Data provided
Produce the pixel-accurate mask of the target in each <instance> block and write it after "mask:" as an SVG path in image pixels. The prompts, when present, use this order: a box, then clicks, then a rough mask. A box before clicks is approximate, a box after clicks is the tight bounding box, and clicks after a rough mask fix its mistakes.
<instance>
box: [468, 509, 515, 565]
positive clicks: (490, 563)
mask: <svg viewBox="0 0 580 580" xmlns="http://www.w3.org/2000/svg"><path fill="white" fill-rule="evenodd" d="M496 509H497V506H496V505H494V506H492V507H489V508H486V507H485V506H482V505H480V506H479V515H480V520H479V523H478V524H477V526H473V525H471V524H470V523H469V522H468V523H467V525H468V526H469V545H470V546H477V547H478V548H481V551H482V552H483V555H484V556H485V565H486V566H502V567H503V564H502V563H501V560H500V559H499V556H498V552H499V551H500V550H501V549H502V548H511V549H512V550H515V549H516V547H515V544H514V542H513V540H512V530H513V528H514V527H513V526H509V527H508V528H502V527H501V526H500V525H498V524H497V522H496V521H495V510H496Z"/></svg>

Work order
Set down every line of the records above again, word for word and character for character, with nothing changed, added, or left out.

Answer for the task
Produce the pixel-accurate mask of the target in each <instance> block and write it after "mask:" as an SVG path in image pixels. The prompts, when present, use this order: a box, then clicks, then a rough mask. A box before clicks is approximate, a box after clicks is the tight bounding box, and clicks after a rough mask fix its mistakes.
<instance>
box: [468, 509, 515, 565]
positive clicks: (490, 563)
mask: <svg viewBox="0 0 580 580" xmlns="http://www.w3.org/2000/svg"><path fill="white" fill-rule="evenodd" d="M496 509H497V506H496V505H494V506H492V507H489V508H486V507H485V506H482V505H480V506H479V515H480V520H479V523H478V524H477V526H473V525H471V524H470V523H469V522H468V523H467V525H468V526H469V545H470V546H477V547H478V548H481V551H482V552H483V555H484V556H485V565H486V566H502V567H503V564H502V563H501V560H500V559H499V556H498V552H499V551H500V550H501V549H502V548H511V549H512V550H515V549H516V547H515V544H514V542H513V540H512V530H513V528H514V527H513V526H509V527H508V528H502V527H501V526H500V525H498V524H497V522H496V521H495V510H496Z"/></svg>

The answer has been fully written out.